» **EXERCISE GOAL**: Retype precisely the section of the data that starts at the line containing "Objective: one point per instance of the microphone flag" and runs to its final line, ends included.

(Rows from a dataset)
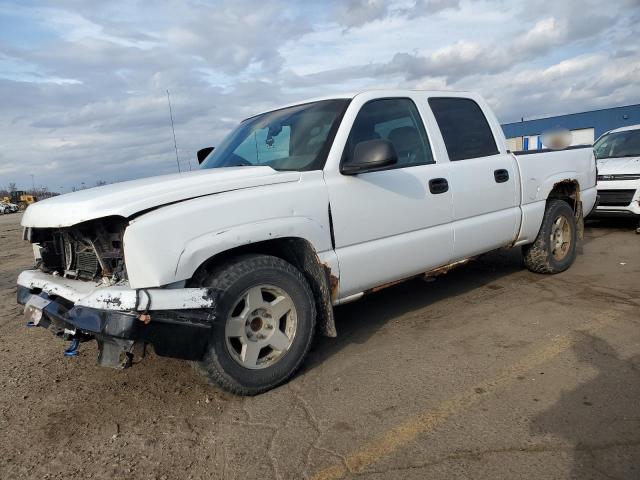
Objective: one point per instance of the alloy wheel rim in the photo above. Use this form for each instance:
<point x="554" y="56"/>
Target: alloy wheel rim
<point x="261" y="327"/>
<point x="561" y="236"/>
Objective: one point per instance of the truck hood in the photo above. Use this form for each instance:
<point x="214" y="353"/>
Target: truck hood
<point x="618" y="166"/>
<point x="128" y="198"/>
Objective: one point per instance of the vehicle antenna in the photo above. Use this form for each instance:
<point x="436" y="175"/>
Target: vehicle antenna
<point x="175" y="145"/>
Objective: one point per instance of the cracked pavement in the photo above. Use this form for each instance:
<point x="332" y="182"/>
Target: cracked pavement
<point x="489" y="371"/>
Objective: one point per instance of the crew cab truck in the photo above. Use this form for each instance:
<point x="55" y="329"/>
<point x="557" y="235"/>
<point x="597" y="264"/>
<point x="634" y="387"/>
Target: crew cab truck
<point x="298" y="210"/>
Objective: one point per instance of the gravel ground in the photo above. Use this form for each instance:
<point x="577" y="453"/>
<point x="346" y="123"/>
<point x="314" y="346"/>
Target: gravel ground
<point x="487" y="372"/>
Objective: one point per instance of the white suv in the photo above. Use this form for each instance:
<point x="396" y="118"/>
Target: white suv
<point x="618" y="157"/>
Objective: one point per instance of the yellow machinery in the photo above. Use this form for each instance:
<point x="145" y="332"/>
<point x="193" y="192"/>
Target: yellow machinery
<point x="21" y="198"/>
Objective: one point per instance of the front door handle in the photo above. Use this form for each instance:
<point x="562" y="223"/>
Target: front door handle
<point x="438" y="185"/>
<point x="501" y="175"/>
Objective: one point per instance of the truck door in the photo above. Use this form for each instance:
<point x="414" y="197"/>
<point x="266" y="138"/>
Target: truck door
<point x="484" y="180"/>
<point x="394" y="223"/>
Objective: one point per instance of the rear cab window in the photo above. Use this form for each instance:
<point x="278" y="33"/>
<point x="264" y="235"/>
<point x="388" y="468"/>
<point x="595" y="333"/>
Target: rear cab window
<point x="464" y="128"/>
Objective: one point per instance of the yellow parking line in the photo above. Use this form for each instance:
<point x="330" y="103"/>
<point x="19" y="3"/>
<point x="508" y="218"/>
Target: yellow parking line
<point x="406" y="432"/>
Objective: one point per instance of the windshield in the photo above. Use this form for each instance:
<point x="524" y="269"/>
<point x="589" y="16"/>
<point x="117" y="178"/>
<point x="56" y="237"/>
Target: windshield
<point x="295" y="138"/>
<point x="618" y="144"/>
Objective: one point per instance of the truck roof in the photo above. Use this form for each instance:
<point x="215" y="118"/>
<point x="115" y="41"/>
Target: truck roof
<point x="625" y="129"/>
<point x="351" y="95"/>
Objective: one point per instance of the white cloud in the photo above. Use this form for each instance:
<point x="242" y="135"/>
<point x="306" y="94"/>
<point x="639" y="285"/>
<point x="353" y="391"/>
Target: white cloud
<point x="84" y="83"/>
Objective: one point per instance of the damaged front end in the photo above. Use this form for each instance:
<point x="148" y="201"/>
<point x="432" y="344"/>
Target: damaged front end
<point x="79" y="291"/>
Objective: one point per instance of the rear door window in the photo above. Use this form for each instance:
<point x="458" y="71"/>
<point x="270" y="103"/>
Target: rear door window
<point x="465" y="130"/>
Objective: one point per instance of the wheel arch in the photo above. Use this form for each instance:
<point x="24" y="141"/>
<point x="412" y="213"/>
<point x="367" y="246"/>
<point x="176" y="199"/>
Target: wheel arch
<point x="302" y="255"/>
<point x="568" y="190"/>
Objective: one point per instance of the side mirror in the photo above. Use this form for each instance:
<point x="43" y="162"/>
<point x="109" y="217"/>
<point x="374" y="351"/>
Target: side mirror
<point x="370" y="155"/>
<point x="204" y="153"/>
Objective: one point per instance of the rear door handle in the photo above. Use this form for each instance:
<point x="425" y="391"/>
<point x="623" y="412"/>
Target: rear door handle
<point x="501" y="175"/>
<point x="438" y="185"/>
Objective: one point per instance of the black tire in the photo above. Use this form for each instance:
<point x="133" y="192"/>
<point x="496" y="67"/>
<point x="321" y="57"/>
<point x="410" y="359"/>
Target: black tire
<point x="233" y="278"/>
<point x="539" y="256"/>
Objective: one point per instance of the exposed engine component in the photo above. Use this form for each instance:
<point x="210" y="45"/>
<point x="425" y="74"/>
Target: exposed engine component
<point x="88" y="251"/>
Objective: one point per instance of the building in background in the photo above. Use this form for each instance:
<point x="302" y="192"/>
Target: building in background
<point x="585" y="127"/>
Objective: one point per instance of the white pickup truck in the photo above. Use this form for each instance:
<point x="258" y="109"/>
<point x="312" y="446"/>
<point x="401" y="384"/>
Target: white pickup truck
<point x="298" y="210"/>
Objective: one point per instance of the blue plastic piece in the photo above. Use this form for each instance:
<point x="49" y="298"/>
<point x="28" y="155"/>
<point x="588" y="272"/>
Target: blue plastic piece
<point x="72" y="350"/>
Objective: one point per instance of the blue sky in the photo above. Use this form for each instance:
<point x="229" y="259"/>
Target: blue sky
<point x="83" y="83"/>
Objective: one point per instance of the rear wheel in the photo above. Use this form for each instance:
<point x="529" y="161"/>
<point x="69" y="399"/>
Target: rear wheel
<point x="265" y="320"/>
<point x="554" y="249"/>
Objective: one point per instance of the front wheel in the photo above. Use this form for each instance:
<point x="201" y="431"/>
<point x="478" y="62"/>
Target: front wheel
<point x="264" y="325"/>
<point x="554" y="249"/>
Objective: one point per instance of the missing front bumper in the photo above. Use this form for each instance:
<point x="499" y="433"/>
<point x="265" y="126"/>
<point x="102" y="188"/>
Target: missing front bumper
<point x="180" y="333"/>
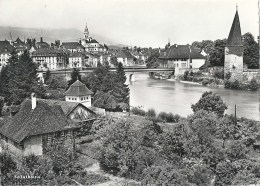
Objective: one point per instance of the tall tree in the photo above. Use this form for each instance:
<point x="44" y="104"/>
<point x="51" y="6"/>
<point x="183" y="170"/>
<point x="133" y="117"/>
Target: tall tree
<point x="251" y="51"/>
<point x="74" y="77"/>
<point x="217" y="54"/>
<point x="23" y="79"/>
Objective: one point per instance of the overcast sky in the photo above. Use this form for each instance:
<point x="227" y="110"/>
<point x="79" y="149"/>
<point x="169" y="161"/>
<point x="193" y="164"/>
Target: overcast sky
<point x="135" y="22"/>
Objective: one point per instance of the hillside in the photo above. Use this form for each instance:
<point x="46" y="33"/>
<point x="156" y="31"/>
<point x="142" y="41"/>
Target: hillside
<point x="49" y="35"/>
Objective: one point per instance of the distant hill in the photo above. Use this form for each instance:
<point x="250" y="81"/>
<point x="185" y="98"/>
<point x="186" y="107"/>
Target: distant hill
<point x="50" y="35"/>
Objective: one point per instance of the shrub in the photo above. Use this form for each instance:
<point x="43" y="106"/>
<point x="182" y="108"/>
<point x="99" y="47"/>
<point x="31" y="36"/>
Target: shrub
<point x="7" y="164"/>
<point x="235" y="85"/>
<point x="205" y="82"/>
<point x="162" y="116"/>
<point x="253" y="85"/>
<point x="138" y="111"/>
<point x="228" y="75"/>
<point x="151" y="113"/>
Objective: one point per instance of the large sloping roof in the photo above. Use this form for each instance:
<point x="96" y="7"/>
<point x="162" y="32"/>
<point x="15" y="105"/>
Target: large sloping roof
<point x="235" y="38"/>
<point x="78" y="89"/>
<point x="181" y="52"/>
<point x="45" y="118"/>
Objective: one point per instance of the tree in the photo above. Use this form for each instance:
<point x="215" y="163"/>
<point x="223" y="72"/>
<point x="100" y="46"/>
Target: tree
<point x="22" y="79"/>
<point x="113" y="61"/>
<point x="151" y="62"/>
<point x="210" y="102"/>
<point x="217" y="54"/>
<point x="74" y="76"/>
<point x="251" y="51"/>
<point x="7" y="164"/>
<point x="47" y="76"/>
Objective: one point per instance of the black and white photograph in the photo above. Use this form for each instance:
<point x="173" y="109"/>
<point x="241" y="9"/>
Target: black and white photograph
<point x="129" y="93"/>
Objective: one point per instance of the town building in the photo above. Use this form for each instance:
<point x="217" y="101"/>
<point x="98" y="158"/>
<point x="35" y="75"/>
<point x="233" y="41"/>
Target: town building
<point x="72" y="47"/>
<point x="125" y="57"/>
<point x="42" y="44"/>
<point x="182" y="58"/>
<point x="78" y="60"/>
<point x="79" y="93"/>
<point x="52" y="59"/>
<point x="90" y="44"/>
<point x="5" y="52"/>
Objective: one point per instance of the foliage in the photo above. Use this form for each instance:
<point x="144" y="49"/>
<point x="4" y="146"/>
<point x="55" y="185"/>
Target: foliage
<point x="237" y="151"/>
<point x="152" y="61"/>
<point x="113" y="61"/>
<point x="20" y="79"/>
<point x="47" y="75"/>
<point x="217" y="55"/>
<point x="251" y="51"/>
<point x="151" y="113"/>
<point x="210" y="102"/>
<point x="138" y="111"/>
<point x="1" y="105"/>
<point x="7" y="164"/>
<point x="253" y="85"/>
<point x="74" y="77"/>
<point x="219" y="74"/>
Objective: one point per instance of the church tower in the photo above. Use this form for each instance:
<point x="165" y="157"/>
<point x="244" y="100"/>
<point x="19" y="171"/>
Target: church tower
<point x="86" y="32"/>
<point x="234" y="51"/>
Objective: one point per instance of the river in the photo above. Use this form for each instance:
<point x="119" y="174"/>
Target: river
<point x="176" y="97"/>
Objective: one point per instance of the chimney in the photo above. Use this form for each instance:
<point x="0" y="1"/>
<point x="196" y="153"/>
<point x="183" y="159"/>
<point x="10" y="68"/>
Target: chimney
<point x="33" y="98"/>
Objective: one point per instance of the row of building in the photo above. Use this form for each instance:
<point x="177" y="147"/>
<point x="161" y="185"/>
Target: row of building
<point x="86" y="52"/>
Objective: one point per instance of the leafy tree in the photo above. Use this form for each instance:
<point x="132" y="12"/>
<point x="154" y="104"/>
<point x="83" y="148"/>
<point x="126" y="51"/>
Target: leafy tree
<point x="47" y="75"/>
<point x="210" y="102"/>
<point x="253" y="84"/>
<point x="1" y="105"/>
<point x="217" y="54"/>
<point x="251" y="51"/>
<point x="74" y="76"/>
<point x="113" y="61"/>
<point x="7" y="164"/>
<point x="152" y="60"/>
<point x="23" y="79"/>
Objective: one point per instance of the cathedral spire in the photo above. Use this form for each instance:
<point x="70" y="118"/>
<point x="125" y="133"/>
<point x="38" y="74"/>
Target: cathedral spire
<point x="235" y="37"/>
<point x="86" y="32"/>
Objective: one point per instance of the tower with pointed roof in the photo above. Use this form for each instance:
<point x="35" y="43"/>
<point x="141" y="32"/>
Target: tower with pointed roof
<point x="79" y="93"/>
<point x="86" y="32"/>
<point x="234" y="51"/>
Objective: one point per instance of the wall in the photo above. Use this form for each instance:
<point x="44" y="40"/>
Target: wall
<point x="33" y="145"/>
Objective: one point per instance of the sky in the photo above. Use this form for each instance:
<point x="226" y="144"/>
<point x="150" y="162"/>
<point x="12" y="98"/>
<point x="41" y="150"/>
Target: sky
<point x="142" y="23"/>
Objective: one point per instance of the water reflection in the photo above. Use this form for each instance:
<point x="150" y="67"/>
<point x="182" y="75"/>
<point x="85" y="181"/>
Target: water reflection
<point x="177" y="97"/>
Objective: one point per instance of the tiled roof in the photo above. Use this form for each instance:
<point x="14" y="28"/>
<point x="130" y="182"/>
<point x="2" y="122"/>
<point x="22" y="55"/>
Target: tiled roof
<point x="6" y="47"/>
<point x="235" y="38"/>
<point x="78" y="89"/>
<point x="181" y="51"/>
<point x="72" y="45"/>
<point x="67" y="107"/>
<point x="45" y="118"/>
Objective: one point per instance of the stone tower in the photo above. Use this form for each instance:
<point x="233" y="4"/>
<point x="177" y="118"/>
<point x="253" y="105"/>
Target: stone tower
<point x="234" y="51"/>
<point x="86" y="32"/>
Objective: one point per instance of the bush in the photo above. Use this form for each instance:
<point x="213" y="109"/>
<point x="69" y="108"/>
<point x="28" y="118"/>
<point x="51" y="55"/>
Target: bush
<point x="205" y="82"/>
<point x="151" y="113"/>
<point x="162" y="116"/>
<point x="138" y="111"/>
<point x="253" y="85"/>
<point x="7" y="164"/>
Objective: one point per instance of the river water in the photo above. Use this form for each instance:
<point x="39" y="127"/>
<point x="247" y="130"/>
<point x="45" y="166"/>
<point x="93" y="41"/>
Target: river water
<point x="176" y="97"/>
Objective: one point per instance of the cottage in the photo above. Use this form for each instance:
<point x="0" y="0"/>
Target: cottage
<point x="38" y="125"/>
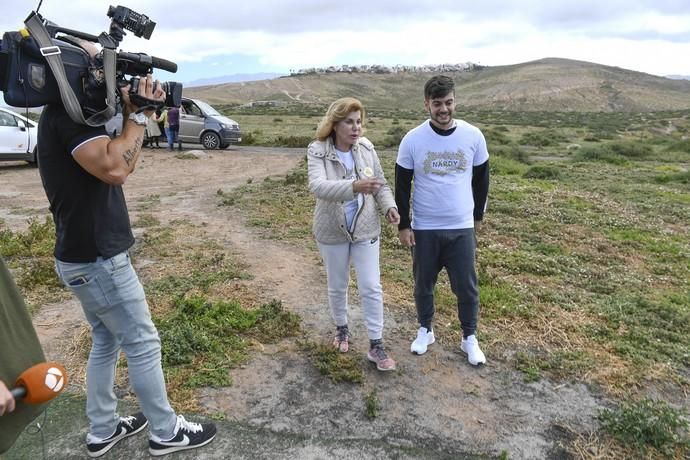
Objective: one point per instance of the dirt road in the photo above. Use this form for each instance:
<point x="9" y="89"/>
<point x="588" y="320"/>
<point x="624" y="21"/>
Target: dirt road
<point x="434" y="406"/>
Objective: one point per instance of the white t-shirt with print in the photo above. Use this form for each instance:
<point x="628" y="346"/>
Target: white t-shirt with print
<point x="442" y="165"/>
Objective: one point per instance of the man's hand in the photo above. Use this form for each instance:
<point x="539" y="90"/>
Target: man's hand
<point x="406" y="237"/>
<point x="392" y="216"/>
<point x="7" y="402"/>
<point x="149" y="89"/>
<point x="371" y="185"/>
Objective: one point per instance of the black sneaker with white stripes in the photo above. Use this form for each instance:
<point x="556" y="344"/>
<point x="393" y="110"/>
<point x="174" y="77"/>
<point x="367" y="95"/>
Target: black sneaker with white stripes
<point x="188" y="435"/>
<point x="127" y="427"/>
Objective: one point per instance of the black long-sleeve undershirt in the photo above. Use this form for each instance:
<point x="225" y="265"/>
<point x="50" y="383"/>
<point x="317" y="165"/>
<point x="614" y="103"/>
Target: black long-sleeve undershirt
<point x="403" y="191"/>
<point x="480" y="188"/>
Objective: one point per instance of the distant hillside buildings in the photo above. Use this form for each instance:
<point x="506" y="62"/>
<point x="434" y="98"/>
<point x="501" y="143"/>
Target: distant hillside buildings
<point x="464" y="67"/>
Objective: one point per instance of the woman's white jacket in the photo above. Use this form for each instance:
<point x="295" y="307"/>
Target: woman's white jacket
<point x="327" y="182"/>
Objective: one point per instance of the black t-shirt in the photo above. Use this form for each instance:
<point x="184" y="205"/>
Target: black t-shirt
<point x="90" y="216"/>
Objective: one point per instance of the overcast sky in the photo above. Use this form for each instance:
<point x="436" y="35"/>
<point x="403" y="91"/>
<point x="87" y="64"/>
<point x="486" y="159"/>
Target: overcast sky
<point x="212" y="38"/>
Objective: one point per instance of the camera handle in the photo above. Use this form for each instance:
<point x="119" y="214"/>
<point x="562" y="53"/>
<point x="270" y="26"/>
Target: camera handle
<point x="51" y="53"/>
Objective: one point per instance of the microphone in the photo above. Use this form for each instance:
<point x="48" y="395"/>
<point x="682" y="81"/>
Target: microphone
<point x="40" y="383"/>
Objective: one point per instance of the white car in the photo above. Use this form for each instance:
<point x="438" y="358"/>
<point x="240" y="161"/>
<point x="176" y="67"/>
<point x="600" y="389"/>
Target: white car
<point x="17" y="137"/>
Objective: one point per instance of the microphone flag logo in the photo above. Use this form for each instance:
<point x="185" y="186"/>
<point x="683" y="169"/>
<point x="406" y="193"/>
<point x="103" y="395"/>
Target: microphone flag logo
<point x="54" y="379"/>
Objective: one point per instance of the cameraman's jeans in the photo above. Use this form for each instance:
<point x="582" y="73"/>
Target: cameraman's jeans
<point x="171" y="134"/>
<point x="114" y="303"/>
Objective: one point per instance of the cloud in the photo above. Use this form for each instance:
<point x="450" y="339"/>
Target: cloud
<point x="311" y="33"/>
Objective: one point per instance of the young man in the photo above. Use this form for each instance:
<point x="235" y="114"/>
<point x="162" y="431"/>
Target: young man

» **FULL RESPONSE**:
Objective: one point per instance of the microphone flag logo in the photo above. Use this form for each instance:
<point x="185" y="186"/>
<point x="683" y="169"/>
<point x="406" y="193"/>
<point x="103" y="395"/>
Target: microphone flag logo
<point x="54" y="379"/>
Objective: one point per instance of the cameraman's jeans in the photo above. Use this form for each instance:
<point x="582" y="73"/>
Target: cameraman's jeans
<point x="171" y="134"/>
<point x="114" y="303"/>
Objective: one point per instance of the cloud in the photo above. Use this form for each instance:
<point x="450" y="339"/>
Target: cloud
<point x="311" y="33"/>
Objective: one point per instance of the young man in the photo above. Use this form for each instance:
<point x="235" y="114"/>
<point x="162" y="431"/>
Target: young man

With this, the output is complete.